» **Material proporcionado**:
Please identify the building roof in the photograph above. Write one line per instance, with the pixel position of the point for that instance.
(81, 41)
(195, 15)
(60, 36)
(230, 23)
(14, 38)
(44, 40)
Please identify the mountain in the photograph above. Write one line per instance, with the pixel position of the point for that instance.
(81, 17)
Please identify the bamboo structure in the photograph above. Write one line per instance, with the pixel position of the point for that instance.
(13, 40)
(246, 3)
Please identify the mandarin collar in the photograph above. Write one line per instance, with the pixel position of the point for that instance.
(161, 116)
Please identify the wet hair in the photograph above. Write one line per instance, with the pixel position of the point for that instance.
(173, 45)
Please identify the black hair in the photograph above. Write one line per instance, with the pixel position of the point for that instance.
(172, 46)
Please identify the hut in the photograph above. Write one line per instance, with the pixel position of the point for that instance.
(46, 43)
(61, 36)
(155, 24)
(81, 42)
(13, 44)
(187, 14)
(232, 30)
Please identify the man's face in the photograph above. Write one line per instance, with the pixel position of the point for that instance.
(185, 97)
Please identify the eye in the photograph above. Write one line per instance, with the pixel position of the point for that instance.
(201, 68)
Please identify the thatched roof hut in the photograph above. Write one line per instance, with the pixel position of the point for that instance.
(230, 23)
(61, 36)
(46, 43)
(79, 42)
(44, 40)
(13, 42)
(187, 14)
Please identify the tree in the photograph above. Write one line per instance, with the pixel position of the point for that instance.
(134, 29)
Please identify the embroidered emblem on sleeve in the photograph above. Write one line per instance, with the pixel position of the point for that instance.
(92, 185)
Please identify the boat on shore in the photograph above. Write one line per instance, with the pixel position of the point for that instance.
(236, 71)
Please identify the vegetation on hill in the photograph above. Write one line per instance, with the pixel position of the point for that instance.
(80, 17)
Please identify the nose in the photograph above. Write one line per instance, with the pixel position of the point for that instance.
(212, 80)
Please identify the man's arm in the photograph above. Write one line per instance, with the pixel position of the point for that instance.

» **Lo que se pide**:
Transcribe sin cambios las líneas del material que van desde la que contiene "Please identify the eye" hasta el final, ambas incluidas.

» **Solución del ejercicio**:
Please identify the eye in the photograph above. Write one line per instance, with the pixel position of the point for that instance.
(201, 68)
Please identify the thatched roof hut in the photograph above. Write one line per instance, with the pixel position of the point for that instance.
(230, 23)
(61, 36)
(46, 43)
(79, 42)
(44, 40)
(13, 42)
(187, 14)
Please identify the tree in the photograph above. Write one line per instance, with the pixel position of the point for that instance.
(134, 29)
Please identify the embroidered emblem on sleeve in the photograph above. Write one line per instance, with the pixel position of the point for that instance.
(92, 185)
Please identify the boat on shore in the photograph above. Write one line per instance, with the pixel position of the point for that instance.
(236, 71)
Please identify the vegetation on hill in the photograph above. Write one line per instance, with the pixel position of the point for that instance.
(80, 17)
Please identify the nose in the photograph above. Write one line per instance, with the pixel position of the point for that instance.
(212, 80)
Please identify the man's arm in the photograph above. Write one line per instance, with the pixel position of the point for that instance.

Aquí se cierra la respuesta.